# [Annotated photo localization data]
━━━━

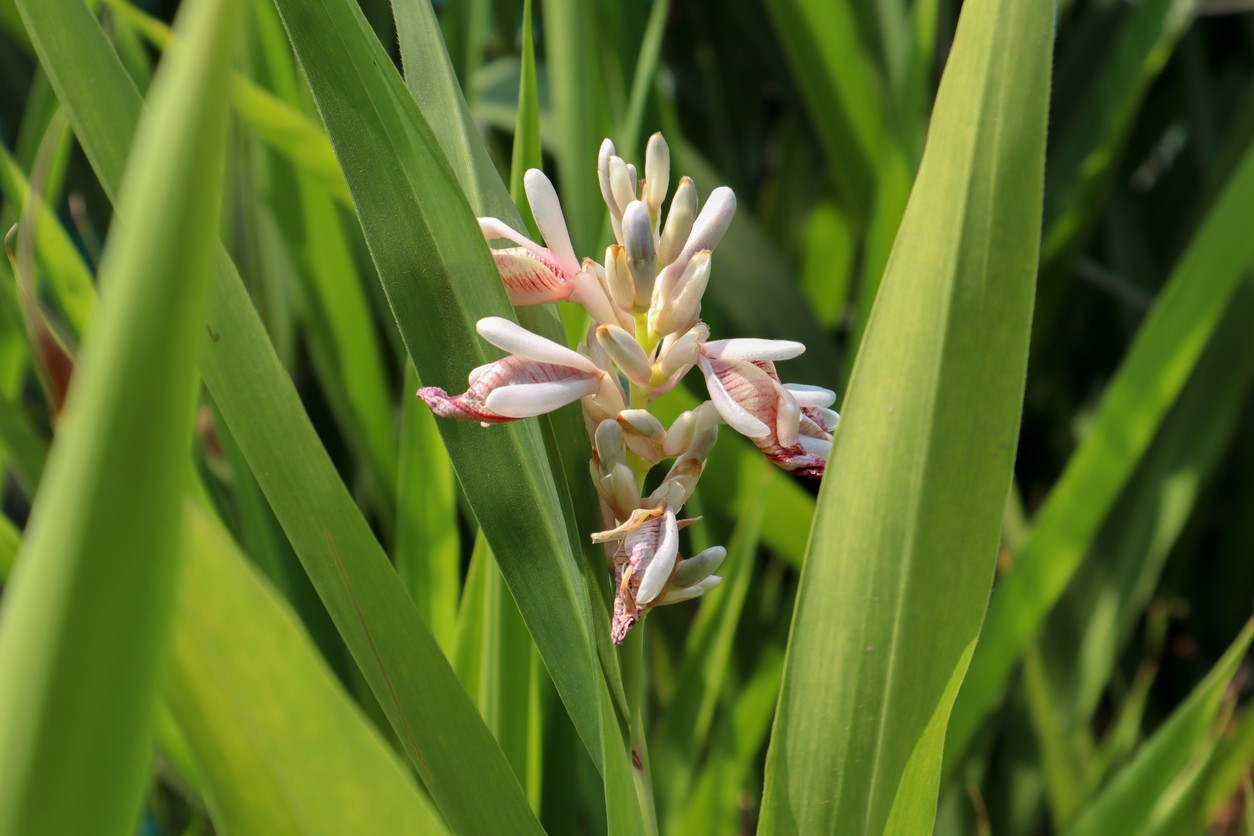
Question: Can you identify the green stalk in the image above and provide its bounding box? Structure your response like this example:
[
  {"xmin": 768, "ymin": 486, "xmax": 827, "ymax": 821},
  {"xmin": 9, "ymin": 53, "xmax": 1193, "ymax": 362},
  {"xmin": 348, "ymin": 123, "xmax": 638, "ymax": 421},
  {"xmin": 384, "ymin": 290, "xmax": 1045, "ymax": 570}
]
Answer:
[
  {"xmin": 620, "ymin": 308, "xmax": 661, "ymax": 834},
  {"xmin": 621, "ymin": 622, "xmax": 659, "ymax": 836}
]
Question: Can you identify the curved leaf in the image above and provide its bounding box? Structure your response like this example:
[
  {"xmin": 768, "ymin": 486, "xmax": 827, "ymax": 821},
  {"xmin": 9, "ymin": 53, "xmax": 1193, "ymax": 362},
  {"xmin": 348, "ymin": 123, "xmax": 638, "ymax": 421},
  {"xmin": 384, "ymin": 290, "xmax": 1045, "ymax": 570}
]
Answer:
[{"xmin": 758, "ymin": 0, "xmax": 1054, "ymax": 830}]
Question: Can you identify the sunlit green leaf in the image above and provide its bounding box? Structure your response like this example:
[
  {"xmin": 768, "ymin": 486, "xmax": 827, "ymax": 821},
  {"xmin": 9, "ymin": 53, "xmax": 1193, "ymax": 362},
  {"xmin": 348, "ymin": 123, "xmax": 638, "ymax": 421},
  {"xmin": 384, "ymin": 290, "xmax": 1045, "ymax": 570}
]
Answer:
[
  {"xmin": 0, "ymin": 0, "xmax": 236, "ymax": 830},
  {"xmin": 759, "ymin": 0, "xmax": 1054, "ymax": 830}
]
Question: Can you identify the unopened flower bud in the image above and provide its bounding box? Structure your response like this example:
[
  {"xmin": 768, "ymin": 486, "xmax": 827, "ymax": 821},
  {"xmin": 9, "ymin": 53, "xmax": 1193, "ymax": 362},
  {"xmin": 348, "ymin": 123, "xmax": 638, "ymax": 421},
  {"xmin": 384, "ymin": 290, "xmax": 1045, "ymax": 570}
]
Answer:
[
  {"xmin": 650, "ymin": 425, "xmax": 717, "ymax": 508},
  {"xmin": 656, "ymin": 186, "xmax": 735, "ymax": 297},
  {"xmin": 600, "ymin": 462, "xmax": 641, "ymax": 519},
  {"xmin": 662, "ymin": 401, "xmax": 720, "ymax": 457},
  {"xmin": 617, "ymin": 409, "xmax": 666, "ymax": 441},
  {"xmin": 622, "ymin": 201, "xmax": 657, "ymax": 308},
  {"xmin": 644, "ymin": 132, "xmax": 670, "ymax": 218},
  {"xmin": 594, "ymin": 418, "xmax": 627, "ymax": 473},
  {"xmin": 659, "ymin": 575, "xmax": 721, "ymax": 605},
  {"xmin": 596, "ymin": 324, "xmax": 654, "ymax": 389},
  {"xmin": 605, "ymin": 245, "xmax": 635, "ymax": 313},
  {"xmin": 671, "ymin": 545, "xmax": 726, "ymax": 588},
  {"xmin": 598, "ymin": 139, "xmax": 620, "ymax": 213},
  {"xmin": 651, "ymin": 249, "xmax": 711, "ymax": 336},
  {"xmin": 658, "ymin": 177, "xmax": 696, "ymax": 268},
  {"xmin": 656, "ymin": 322, "xmax": 708, "ymax": 386},
  {"xmin": 609, "ymin": 156, "xmax": 636, "ymax": 215},
  {"xmin": 616, "ymin": 408, "xmax": 666, "ymax": 461}
]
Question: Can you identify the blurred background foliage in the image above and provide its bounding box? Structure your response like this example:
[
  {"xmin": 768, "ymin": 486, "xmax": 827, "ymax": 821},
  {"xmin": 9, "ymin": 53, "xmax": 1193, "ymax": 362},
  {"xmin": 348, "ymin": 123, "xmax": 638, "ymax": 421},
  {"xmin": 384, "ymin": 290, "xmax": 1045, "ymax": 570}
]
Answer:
[{"xmin": 0, "ymin": 0, "xmax": 1253, "ymax": 833}]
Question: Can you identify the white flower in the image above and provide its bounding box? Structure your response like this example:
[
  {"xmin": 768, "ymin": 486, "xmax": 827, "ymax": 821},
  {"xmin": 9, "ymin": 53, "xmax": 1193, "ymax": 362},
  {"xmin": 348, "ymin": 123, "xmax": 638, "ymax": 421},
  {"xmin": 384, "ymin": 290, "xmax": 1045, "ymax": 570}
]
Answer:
[
  {"xmin": 417, "ymin": 317, "xmax": 609, "ymax": 425},
  {"xmin": 478, "ymin": 171, "xmax": 619, "ymax": 325},
  {"xmin": 697, "ymin": 339, "xmax": 837, "ymax": 478}
]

━━━━

# [Requirement]
Without any pictures, output the entries above exactly as they appear.

# [Answer for this exercise]
Question: Can you identify the green stalk in the image above and provide its bounding box? Structure your response like this example:
[
  {"xmin": 768, "ymin": 486, "xmax": 827, "ymax": 821},
  {"xmin": 9, "ymin": 53, "xmax": 1193, "ymax": 362},
  {"xmin": 348, "ymin": 123, "xmax": 638, "ymax": 421},
  {"xmin": 384, "ymin": 290, "xmax": 1045, "ymax": 570}
]
Answer:
[
  {"xmin": 620, "ymin": 308, "xmax": 661, "ymax": 834},
  {"xmin": 621, "ymin": 622, "xmax": 659, "ymax": 836}
]
Question: Can you identify the curved leaf in the image above and provide its bounding box? Structure your response like this example:
[
  {"xmin": 768, "ymin": 486, "xmax": 827, "ymax": 821},
  {"xmin": 9, "ymin": 53, "xmax": 1193, "ymax": 362},
  {"xmin": 348, "ymin": 123, "xmax": 638, "ymax": 421},
  {"xmin": 384, "ymin": 290, "xmax": 1045, "ymax": 570}
]
Answer:
[{"xmin": 758, "ymin": 0, "xmax": 1054, "ymax": 830}]
Question: Can you identify the sunlit green leaf in the image above and provide its bounding box? Structure your response like this example:
[
  {"xmin": 768, "ymin": 486, "xmax": 827, "ymax": 821},
  {"xmin": 9, "ymin": 53, "xmax": 1193, "ymax": 362},
  {"xmin": 348, "ymin": 123, "xmax": 638, "ymax": 421},
  {"xmin": 384, "ymin": 290, "xmax": 1045, "ymax": 570}
]
Answer:
[
  {"xmin": 0, "ymin": 0, "xmax": 236, "ymax": 830},
  {"xmin": 759, "ymin": 0, "xmax": 1054, "ymax": 830}
]
Question: Can you identify the unopened flower bud in the image above and provide its bounding box? Structure your response like this example:
[
  {"xmin": 768, "ymin": 486, "xmax": 827, "ymax": 821},
  {"xmin": 9, "ymin": 53, "xmax": 1193, "ymax": 362},
  {"xmin": 348, "ymin": 123, "xmax": 638, "ymax": 421},
  {"xmin": 384, "ymin": 290, "xmax": 1045, "ymax": 570}
]
Answer:
[
  {"xmin": 650, "ymin": 425, "xmax": 717, "ymax": 508},
  {"xmin": 656, "ymin": 186, "xmax": 735, "ymax": 297},
  {"xmin": 600, "ymin": 462, "xmax": 641, "ymax": 519},
  {"xmin": 662, "ymin": 401, "xmax": 720, "ymax": 457},
  {"xmin": 617, "ymin": 409, "xmax": 666, "ymax": 441},
  {"xmin": 622, "ymin": 201, "xmax": 657, "ymax": 308},
  {"xmin": 644, "ymin": 132, "xmax": 670, "ymax": 218},
  {"xmin": 594, "ymin": 418, "xmax": 627, "ymax": 473},
  {"xmin": 659, "ymin": 575, "xmax": 721, "ymax": 605},
  {"xmin": 596, "ymin": 324, "xmax": 654, "ymax": 389},
  {"xmin": 605, "ymin": 245, "xmax": 635, "ymax": 313},
  {"xmin": 671, "ymin": 545, "xmax": 726, "ymax": 588},
  {"xmin": 598, "ymin": 139, "xmax": 620, "ymax": 213},
  {"xmin": 651, "ymin": 249, "xmax": 711, "ymax": 336},
  {"xmin": 658, "ymin": 177, "xmax": 696, "ymax": 268},
  {"xmin": 656, "ymin": 322, "xmax": 708, "ymax": 386},
  {"xmin": 609, "ymin": 156, "xmax": 636, "ymax": 215},
  {"xmin": 616, "ymin": 408, "xmax": 666, "ymax": 461}
]
Question: Can you identify the blurred background foliage in the image above and provide its bounding box? Structure your response like this example:
[
  {"xmin": 768, "ymin": 486, "xmax": 827, "ymax": 821},
  {"xmin": 9, "ymin": 53, "xmax": 1193, "ymax": 362},
  {"xmin": 348, "ymin": 123, "xmax": 638, "ymax": 421},
  {"xmin": 384, "ymin": 290, "xmax": 1045, "ymax": 570}
]
Answer:
[{"xmin": 0, "ymin": 0, "xmax": 1253, "ymax": 833}]
Question: Can you identify the white flower in the image above and provide its bounding box? Structure your response like this example:
[
  {"xmin": 768, "ymin": 486, "xmax": 827, "ymax": 821},
  {"xmin": 9, "ymin": 53, "xmax": 1193, "ymax": 362},
  {"xmin": 348, "ymin": 123, "xmax": 638, "ymax": 421},
  {"xmin": 384, "ymin": 290, "xmax": 1045, "ymax": 570}
]
Answer:
[
  {"xmin": 417, "ymin": 317, "xmax": 609, "ymax": 425},
  {"xmin": 478, "ymin": 171, "xmax": 619, "ymax": 325},
  {"xmin": 697, "ymin": 339, "xmax": 837, "ymax": 478}
]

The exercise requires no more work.